> [TASK STATEMENT]: Count how many of the lines below contain the string "brown", with case counting, and reply with the number alone.

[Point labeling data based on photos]
################

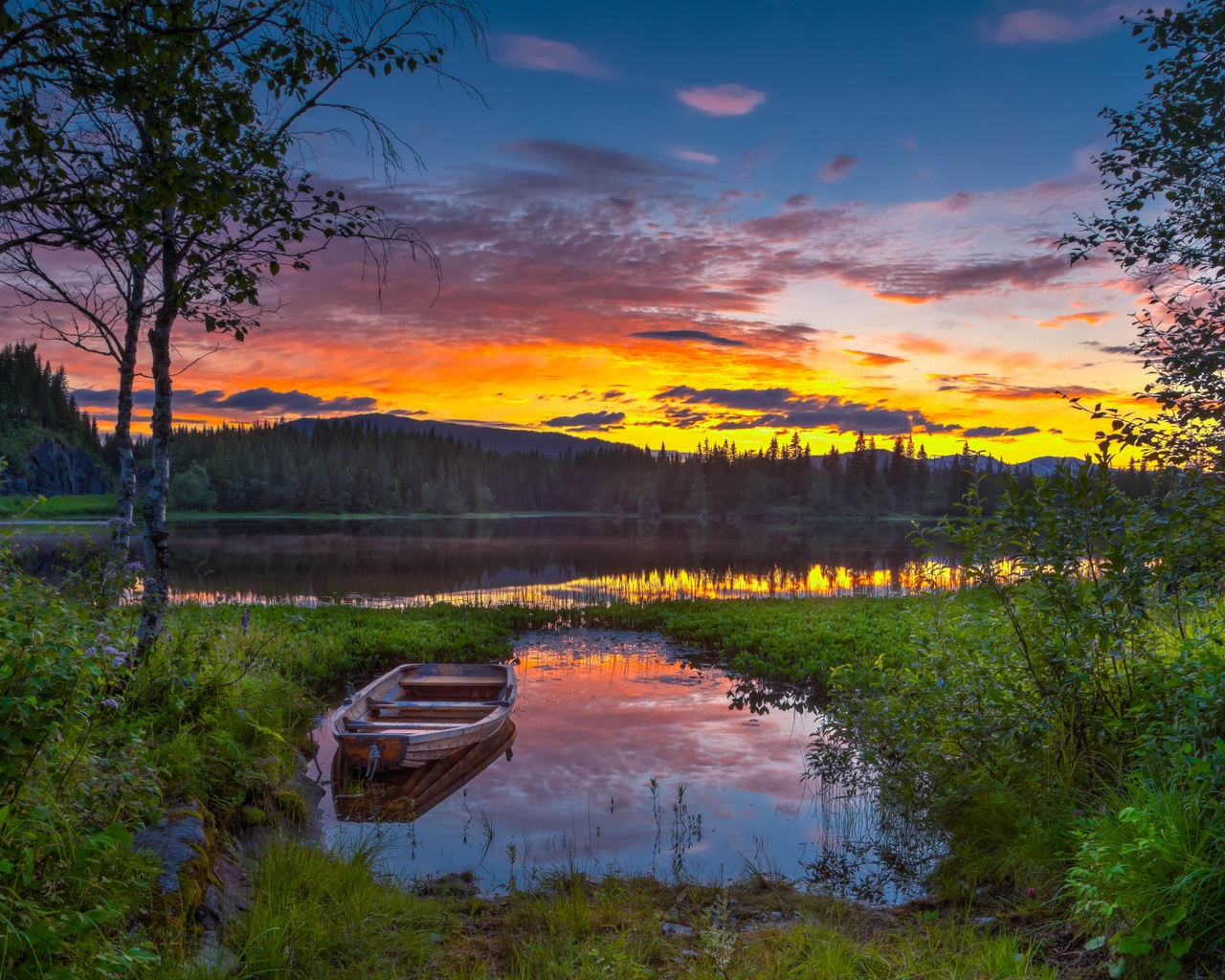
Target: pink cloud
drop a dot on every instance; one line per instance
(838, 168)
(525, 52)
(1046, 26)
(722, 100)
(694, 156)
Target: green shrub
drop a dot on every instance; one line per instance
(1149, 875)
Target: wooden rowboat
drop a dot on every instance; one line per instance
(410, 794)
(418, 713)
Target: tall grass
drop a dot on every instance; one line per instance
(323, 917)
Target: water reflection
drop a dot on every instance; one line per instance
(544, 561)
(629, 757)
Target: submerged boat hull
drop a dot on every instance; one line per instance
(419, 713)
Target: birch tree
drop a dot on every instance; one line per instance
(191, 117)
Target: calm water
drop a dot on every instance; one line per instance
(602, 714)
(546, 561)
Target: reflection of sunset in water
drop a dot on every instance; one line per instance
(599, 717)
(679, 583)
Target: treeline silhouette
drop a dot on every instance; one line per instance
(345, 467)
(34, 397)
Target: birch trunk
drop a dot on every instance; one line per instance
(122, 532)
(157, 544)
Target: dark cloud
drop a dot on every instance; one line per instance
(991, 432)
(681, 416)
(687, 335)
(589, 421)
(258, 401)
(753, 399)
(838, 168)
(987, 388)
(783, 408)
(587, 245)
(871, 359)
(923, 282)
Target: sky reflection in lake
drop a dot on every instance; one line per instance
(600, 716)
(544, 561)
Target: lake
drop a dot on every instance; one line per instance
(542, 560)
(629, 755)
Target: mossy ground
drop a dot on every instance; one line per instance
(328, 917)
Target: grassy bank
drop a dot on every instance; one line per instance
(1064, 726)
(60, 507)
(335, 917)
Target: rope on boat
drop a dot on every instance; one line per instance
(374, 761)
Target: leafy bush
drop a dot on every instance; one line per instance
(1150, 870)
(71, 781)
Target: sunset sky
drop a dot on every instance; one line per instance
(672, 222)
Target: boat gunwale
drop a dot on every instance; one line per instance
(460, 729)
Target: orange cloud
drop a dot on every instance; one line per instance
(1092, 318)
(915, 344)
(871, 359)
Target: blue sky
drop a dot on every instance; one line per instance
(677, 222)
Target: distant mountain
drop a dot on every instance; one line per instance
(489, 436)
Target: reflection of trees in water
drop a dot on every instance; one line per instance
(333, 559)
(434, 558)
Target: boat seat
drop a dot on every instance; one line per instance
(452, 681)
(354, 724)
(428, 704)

################

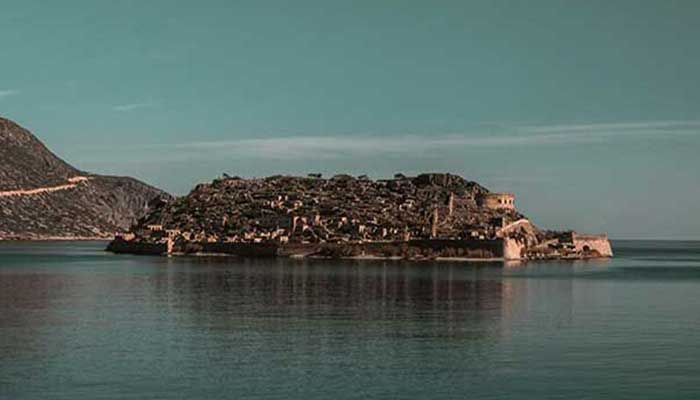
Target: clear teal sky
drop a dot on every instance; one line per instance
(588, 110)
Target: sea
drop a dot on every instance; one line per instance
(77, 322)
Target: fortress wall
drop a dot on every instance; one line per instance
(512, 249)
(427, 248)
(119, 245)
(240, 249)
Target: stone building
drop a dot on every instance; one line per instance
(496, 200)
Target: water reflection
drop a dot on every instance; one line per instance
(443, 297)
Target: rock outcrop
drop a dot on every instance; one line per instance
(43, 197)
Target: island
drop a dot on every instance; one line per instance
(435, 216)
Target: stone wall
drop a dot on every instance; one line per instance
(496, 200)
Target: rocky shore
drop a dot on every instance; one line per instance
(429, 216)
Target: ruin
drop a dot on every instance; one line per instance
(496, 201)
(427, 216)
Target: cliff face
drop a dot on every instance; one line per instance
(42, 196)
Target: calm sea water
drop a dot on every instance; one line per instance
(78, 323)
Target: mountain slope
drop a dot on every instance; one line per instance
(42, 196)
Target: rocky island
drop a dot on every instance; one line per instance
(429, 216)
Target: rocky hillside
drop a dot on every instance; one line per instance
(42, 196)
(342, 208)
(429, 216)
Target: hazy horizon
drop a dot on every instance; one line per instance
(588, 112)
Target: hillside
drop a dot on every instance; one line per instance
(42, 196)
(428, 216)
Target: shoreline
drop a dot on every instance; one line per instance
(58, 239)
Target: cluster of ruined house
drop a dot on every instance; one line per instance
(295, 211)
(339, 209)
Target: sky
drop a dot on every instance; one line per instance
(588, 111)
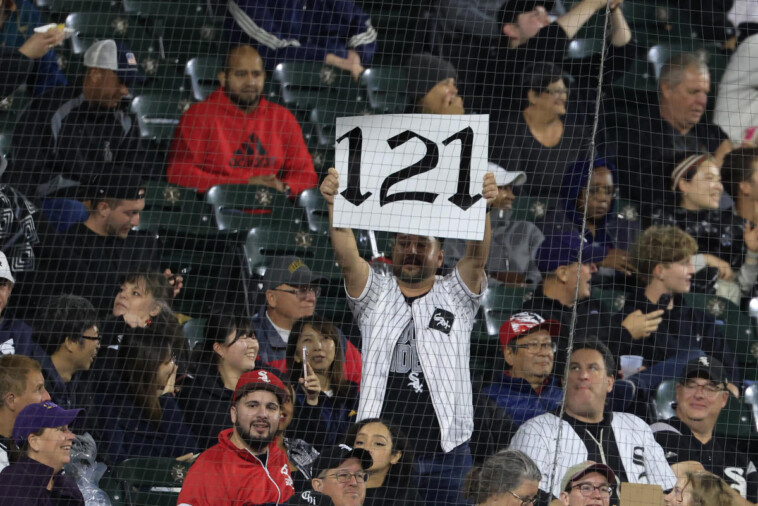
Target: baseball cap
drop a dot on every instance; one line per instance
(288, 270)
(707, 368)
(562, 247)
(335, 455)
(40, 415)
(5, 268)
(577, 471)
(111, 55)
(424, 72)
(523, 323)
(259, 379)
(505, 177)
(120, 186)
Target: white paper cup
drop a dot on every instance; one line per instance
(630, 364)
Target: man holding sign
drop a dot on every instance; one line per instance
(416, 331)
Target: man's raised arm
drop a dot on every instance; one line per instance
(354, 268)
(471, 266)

################

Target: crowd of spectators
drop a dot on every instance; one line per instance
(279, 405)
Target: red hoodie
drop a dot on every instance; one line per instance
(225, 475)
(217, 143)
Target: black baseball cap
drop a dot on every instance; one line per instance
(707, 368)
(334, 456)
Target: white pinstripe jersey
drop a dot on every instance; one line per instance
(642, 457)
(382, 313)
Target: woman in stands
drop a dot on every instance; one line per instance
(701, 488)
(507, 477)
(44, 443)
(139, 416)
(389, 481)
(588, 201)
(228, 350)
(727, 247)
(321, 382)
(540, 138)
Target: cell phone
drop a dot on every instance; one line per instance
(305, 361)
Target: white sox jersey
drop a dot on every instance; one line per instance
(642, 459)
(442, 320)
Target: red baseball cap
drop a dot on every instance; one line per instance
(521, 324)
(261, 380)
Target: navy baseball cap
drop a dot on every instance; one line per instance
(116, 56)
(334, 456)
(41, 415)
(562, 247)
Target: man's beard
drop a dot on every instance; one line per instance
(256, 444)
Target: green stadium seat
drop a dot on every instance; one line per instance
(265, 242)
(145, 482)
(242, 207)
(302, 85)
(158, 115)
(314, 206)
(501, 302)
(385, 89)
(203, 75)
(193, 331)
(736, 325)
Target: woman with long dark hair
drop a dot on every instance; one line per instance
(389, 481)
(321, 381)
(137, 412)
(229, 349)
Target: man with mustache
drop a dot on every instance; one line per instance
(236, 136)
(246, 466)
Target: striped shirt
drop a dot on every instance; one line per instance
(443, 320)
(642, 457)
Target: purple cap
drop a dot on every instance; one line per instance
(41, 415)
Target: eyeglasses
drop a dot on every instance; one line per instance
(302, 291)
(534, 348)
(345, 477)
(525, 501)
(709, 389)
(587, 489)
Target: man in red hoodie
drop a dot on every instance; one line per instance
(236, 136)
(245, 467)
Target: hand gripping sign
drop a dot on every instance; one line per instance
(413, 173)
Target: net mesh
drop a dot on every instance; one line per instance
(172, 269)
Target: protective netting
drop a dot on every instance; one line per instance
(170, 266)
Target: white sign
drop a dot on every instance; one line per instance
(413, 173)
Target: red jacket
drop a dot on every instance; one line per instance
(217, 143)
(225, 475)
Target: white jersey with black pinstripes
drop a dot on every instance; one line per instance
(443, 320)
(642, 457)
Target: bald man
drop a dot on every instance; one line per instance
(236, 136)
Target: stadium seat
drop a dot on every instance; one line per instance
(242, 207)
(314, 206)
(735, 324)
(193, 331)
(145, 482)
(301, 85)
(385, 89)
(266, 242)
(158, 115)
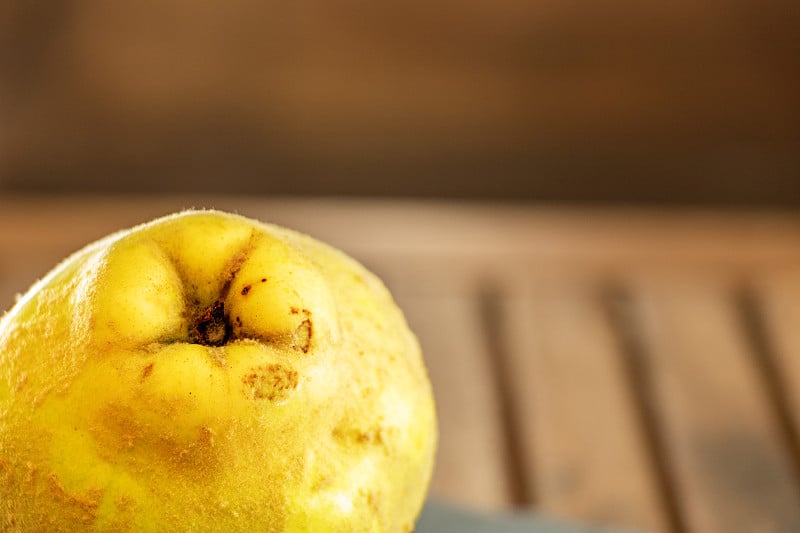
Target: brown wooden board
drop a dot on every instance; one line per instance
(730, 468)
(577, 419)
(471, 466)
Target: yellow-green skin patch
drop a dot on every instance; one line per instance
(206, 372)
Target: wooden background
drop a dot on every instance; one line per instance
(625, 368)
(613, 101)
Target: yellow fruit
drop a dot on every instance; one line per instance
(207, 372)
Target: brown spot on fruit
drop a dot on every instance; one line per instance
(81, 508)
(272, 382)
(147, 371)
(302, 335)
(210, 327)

################

> [CORRECT RESULT]: 2